-------- RECORDED DATA
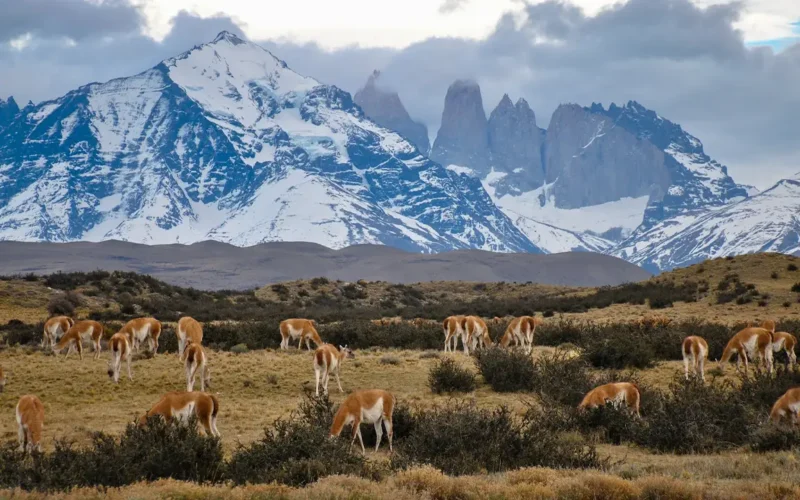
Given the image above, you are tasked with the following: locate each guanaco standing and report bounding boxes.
[771,331,798,368]
[330,389,395,454]
[279,318,322,350]
[16,395,44,453]
[443,315,466,353]
[42,316,74,351]
[464,315,491,352]
[499,316,540,352]
[719,326,774,374]
[54,320,104,360]
[313,344,354,395]
[682,336,709,381]
[579,382,641,417]
[183,343,211,392]
[119,317,162,354]
[140,391,220,437]
[770,387,800,425]
[177,316,203,358]
[107,332,133,383]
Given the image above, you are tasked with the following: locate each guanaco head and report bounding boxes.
[339,345,355,359]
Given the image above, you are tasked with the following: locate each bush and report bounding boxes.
[789,263,798,272]
[0,416,224,491]
[0,321,42,345]
[230,343,249,354]
[792,282,800,293]
[582,329,657,369]
[771,272,780,279]
[428,358,476,394]
[226,392,371,486]
[474,347,534,392]
[47,297,75,317]
[394,401,600,475]
[750,423,800,452]
[380,355,401,365]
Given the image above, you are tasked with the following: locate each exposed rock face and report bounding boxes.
[0,97,19,131]
[544,104,671,209]
[487,95,545,195]
[354,71,430,154]
[430,80,490,175]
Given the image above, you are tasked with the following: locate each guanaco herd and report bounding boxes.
[3,314,800,454]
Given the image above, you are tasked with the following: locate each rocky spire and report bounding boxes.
[354,70,430,154]
[430,80,490,174]
[487,94,544,187]
[0,96,20,130]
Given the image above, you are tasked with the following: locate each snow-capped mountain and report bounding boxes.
[615,177,800,270]
[0,32,539,254]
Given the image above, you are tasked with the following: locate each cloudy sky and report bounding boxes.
[1,0,799,188]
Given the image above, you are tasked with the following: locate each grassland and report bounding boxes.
[2,254,800,498]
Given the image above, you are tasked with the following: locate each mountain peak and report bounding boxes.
[496,94,513,110]
[212,30,246,45]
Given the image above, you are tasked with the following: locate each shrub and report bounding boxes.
[789,263,798,272]
[474,347,534,392]
[428,358,476,394]
[394,401,600,476]
[380,355,401,365]
[47,297,75,317]
[633,378,760,453]
[574,403,641,445]
[226,392,371,486]
[0,321,42,345]
[582,329,657,369]
[792,283,800,293]
[750,423,800,452]
[771,272,780,279]
[230,343,249,354]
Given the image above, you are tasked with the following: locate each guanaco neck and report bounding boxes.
[330,406,350,436]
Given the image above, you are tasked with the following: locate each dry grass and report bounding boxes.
[3,464,800,499]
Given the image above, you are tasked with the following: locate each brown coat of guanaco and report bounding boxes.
[16,394,45,452]
[279,318,322,350]
[182,343,211,392]
[313,344,354,396]
[55,320,104,360]
[682,335,709,381]
[140,391,220,437]
[579,382,641,417]
[443,315,466,352]
[330,389,395,454]
[771,331,798,367]
[720,327,774,373]
[42,316,74,350]
[119,317,162,355]
[107,333,133,383]
[177,316,203,357]
[770,387,800,425]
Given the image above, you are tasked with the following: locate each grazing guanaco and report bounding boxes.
[313,344,354,396]
[770,387,800,425]
[280,318,322,350]
[140,391,220,437]
[177,316,203,358]
[119,317,162,355]
[579,382,641,417]
[107,333,133,383]
[443,315,466,353]
[499,316,540,352]
[682,336,709,381]
[54,320,104,360]
[183,343,211,392]
[16,395,44,453]
[42,316,74,351]
[464,316,491,352]
[0,365,5,393]
[771,331,798,368]
[330,389,395,454]
[719,326,774,374]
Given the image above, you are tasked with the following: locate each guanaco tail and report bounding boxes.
[443,315,466,352]
[682,335,709,381]
[183,343,211,392]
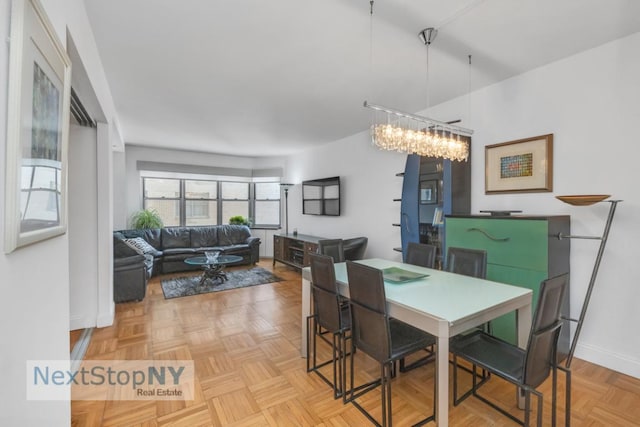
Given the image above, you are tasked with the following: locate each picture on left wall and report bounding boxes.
[4,0,71,252]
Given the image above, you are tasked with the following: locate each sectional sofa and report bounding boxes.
[113,225,261,302]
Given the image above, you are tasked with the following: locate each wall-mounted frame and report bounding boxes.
[302,176,340,216]
[485,134,553,194]
[4,0,72,252]
[419,179,438,204]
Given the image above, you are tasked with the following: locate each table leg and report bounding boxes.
[200,264,227,285]
[301,276,311,357]
[436,334,449,426]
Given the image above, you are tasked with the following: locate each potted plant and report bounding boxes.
[229,215,249,226]
[131,208,163,229]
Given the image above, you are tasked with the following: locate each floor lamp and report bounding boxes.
[555,195,621,368]
[280,183,294,235]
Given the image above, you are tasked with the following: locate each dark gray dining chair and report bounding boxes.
[447,246,490,334]
[318,239,345,263]
[307,253,351,399]
[451,273,571,427]
[446,246,487,279]
[405,242,437,269]
[343,237,368,260]
[345,261,436,426]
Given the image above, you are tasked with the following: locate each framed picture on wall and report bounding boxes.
[419,179,438,204]
[485,134,553,194]
[4,0,72,253]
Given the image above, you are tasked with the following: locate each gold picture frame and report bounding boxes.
[485,134,553,194]
[4,0,71,252]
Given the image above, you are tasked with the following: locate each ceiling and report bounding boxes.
[84,0,640,157]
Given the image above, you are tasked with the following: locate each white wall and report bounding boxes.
[0,1,120,425]
[286,135,407,262]
[68,125,99,330]
[287,32,640,378]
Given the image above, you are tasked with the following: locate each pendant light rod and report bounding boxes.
[363,101,474,136]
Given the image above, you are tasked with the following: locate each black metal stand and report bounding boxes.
[280,183,293,235]
[557,200,621,368]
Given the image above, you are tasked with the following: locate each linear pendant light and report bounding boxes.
[364,3,473,161]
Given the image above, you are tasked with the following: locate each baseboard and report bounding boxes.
[575,342,640,379]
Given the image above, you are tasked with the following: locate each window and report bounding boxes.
[143,178,180,226]
[221,182,249,223]
[254,182,280,226]
[185,180,217,226]
[142,176,281,227]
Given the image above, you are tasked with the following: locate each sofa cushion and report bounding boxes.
[162,247,198,256]
[220,243,250,254]
[121,228,162,249]
[162,227,191,249]
[114,237,140,258]
[218,225,251,246]
[190,226,218,247]
[123,237,162,256]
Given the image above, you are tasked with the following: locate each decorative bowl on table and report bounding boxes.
[556,195,610,206]
[204,251,220,262]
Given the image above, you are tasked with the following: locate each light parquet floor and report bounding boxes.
[71,260,640,426]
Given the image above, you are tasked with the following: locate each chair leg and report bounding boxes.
[306,315,314,372]
[552,365,558,427]
[332,333,339,398]
[558,365,571,427]
[535,389,543,427]
[307,315,347,399]
[382,362,394,427]
[524,389,530,427]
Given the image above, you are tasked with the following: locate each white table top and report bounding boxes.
[316,258,532,333]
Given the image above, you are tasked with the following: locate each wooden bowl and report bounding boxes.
[556,195,610,206]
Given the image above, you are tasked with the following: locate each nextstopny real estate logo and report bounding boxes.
[27,360,195,401]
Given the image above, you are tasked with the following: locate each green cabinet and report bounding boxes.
[445,215,570,359]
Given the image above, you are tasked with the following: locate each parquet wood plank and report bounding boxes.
[71,260,640,426]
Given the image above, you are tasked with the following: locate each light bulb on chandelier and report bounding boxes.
[364,3,473,161]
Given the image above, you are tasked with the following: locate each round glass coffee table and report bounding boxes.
[184,254,243,286]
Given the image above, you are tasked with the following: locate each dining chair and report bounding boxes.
[451,273,571,427]
[318,239,346,263]
[446,246,487,279]
[343,236,368,260]
[307,253,351,399]
[345,261,436,426]
[405,242,437,269]
[447,246,490,335]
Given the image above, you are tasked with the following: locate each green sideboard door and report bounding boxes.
[445,215,571,359]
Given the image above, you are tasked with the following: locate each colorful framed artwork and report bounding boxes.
[4,0,71,252]
[485,134,553,194]
[419,179,438,204]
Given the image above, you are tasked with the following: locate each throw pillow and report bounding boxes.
[114,237,139,258]
[123,237,160,256]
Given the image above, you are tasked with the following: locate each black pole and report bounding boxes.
[284,188,289,235]
[566,200,620,368]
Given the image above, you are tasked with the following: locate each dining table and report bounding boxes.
[301,258,533,427]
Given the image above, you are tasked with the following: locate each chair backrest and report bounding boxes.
[309,253,343,332]
[523,273,568,388]
[405,242,437,269]
[318,239,345,263]
[446,247,487,279]
[343,237,368,261]
[346,261,391,362]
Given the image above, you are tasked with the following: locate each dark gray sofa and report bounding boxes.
[113,225,261,302]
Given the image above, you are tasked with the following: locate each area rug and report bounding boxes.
[161,267,283,299]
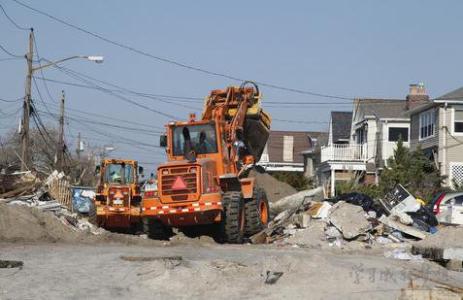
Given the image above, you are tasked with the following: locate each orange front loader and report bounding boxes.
[142,82,271,243]
[90,159,143,231]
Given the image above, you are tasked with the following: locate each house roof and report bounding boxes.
[437,86,463,100]
[266,130,319,164]
[355,99,408,119]
[408,86,463,115]
[331,111,352,142]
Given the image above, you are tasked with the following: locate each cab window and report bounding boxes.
[104,164,134,184]
[173,123,218,156]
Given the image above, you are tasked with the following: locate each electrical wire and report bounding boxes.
[32,32,58,103]
[0,57,22,62]
[32,76,416,107]
[0,43,23,58]
[49,65,201,111]
[32,76,55,117]
[30,100,55,142]
[273,118,329,124]
[0,97,22,103]
[0,3,30,30]
[48,63,180,119]
[35,108,163,137]
[38,99,165,131]
[35,71,332,125]
[11,0,355,100]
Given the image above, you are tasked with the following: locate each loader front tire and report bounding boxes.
[244,188,269,236]
[218,191,245,244]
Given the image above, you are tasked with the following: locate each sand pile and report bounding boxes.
[0,203,82,243]
[249,170,297,203]
[413,226,463,249]
[0,203,173,246]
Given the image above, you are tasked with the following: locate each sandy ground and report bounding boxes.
[1,240,463,300]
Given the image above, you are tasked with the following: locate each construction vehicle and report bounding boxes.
[90,159,144,231]
[142,81,271,243]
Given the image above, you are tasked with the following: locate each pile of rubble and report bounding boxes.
[0,170,103,241]
[251,184,455,264]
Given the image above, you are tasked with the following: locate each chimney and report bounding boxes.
[406,82,429,110]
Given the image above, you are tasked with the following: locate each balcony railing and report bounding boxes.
[321,143,368,162]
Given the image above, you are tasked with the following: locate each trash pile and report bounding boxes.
[71,187,95,213]
[0,170,102,238]
[251,184,439,253]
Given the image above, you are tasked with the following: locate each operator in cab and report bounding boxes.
[196,130,214,154]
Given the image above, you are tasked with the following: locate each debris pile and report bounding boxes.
[251,184,443,257]
[0,170,104,241]
[0,170,73,211]
[0,171,40,198]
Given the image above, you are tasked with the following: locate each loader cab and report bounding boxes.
[168,122,219,158]
[96,160,143,186]
[104,163,135,185]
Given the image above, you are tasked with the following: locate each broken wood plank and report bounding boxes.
[379,215,428,240]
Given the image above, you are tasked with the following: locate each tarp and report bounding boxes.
[72,187,95,213]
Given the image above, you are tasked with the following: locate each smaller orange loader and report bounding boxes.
[90,159,143,231]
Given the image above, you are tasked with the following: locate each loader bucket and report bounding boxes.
[243,110,271,161]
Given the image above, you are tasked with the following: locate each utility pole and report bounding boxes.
[20,28,34,171]
[76,132,81,160]
[56,90,65,171]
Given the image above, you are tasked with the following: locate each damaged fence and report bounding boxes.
[0,170,73,212]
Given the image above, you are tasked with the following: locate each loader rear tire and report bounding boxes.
[143,218,172,240]
[244,188,269,236]
[88,202,97,226]
[218,191,245,244]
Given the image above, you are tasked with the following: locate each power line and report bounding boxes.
[33,73,356,111]
[48,63,180,119]
[272,118,329,124]
[0,3,29,30]
[33,76,355,106]
[32,76,54,116]
[37,99,165,131]
[11,0,355,101]
[0,43,23,58]
[36,108,163,137]
[0,57,22,62]
[32,32,58,104]
[47,65,202,111]
[0,97,22,103]
[34,76,203,102]
[36,70,331,126]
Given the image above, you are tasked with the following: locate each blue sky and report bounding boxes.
[1,1,463,172]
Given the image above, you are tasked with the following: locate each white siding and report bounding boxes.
[283,135,294,162]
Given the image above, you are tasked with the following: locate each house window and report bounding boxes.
[454,109,463,133]
[283,135,294,162]
[419,110,435,139]
[388,127,408,142]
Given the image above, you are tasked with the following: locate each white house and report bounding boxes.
[409,85,463,187]
[319,84,429,197]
----------------
**PROBLEM DESCRIPTION:** Exactly the lines from the one with "in cab and report bounding boxes." through the end of the entries, both included, should be written out, and no others.

**OUTPUT FOR THIS TASK:**
Given the image above, you are tasked with the following: locate each operator in cab and report bounding boxes.
[196,130,214,154]
Given the image above, you are tasked with the following: locate each debris pile and report bounding boxes.
[251,184,443,257]
[0,170,104,241]
[0,170,73,211]
[0,171,40,198]
Given the image above, you are tasked with the following: locate each loader cab and report bounding boxes.
[168,122,219,158]
[96,160,143,186]
[104,163,135,185]
Given the image above, you are tasked with the following: locate each broken wood plank and report bounding boxes.
[379,215,428,240]
Given the image above, you are tasked with the following: locate each tarp and report bounding boxes.
[72,187,95,213]
Given the image above, you are tasked with the following: locate each smaller orange loader and report bounding boxes.
[90,159,143,231]
Given the image above, you are tasked with the following: locate each loader bucket and report bounding boxes.
[243,110,271,161]
Given the image above, you are tasked with the following: locate each utility pole and report bounding boxes.
[20,28,34,171]
[76,132,81,160]
[56,90,65,171]
Given the image above, you are tasked with the following: locate each damaged fence and report bounding boxes.
[0,170,73,212]
Given the image above, you are tasked with the following: locate each loader rear tire and report bounding boxes.
[143,218,172,240]
[244,188,269,236]
[88,202,97,226]
[218,191,245,244]
Given the image above, you are tasked with the following: locate each power line and report bounding boxes.
[33,73,356,111]
[48,63,180,119]
[272,118,329,124]
[0,3,29,30]
[33,76,355,106]
[32,76,54,116]
[37,99,165,131]
[11,0,355,101]
[0,43,23,58]
[36,108,163,137]
[0,57,22,62]
[32,32,58,104]
[47,65,202,111]
[0,97,22,103]
[34,76,203,102]
[36,70,331,126]
Given the image above, you are tasked with the following: locate each blue sky and report bounding boxes.
[1,1,463,172]
Given the image above, you are tasked with the following: locate each white siding and report bounding boxes.
[283,135,294,162]
Given the image above, you are tasked with the following: locate each house window and report bounding boxes.
[454,109,463,133]
[283,135,294,162]
[419,110,435,139]
[388,127,408,142]
Given the image above, you are tasked with the following: locate each white house and report bounding boxes.
[409,85,463,187]
[319,84,429,197]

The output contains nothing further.